- [Yapılacak iş] Aşağıdaki dökümün satırlarını, boş olanları atlayarak numaralı bir liste hâlinde yazar mısın?

- [Verilen döküm]
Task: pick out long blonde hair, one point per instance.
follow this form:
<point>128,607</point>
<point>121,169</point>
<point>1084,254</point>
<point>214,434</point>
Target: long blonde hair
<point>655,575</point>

- [Çözülmüş problem]
1. Task: pick out long blonde hair, one point per instance.
2. follow this form:
3. <point>128,607</point>
4. <point>121,169</point>
5. <point>1084,254</point>
6. <point>214,434</point>
7. Target: long blonde hair
8. <point>655,575</point>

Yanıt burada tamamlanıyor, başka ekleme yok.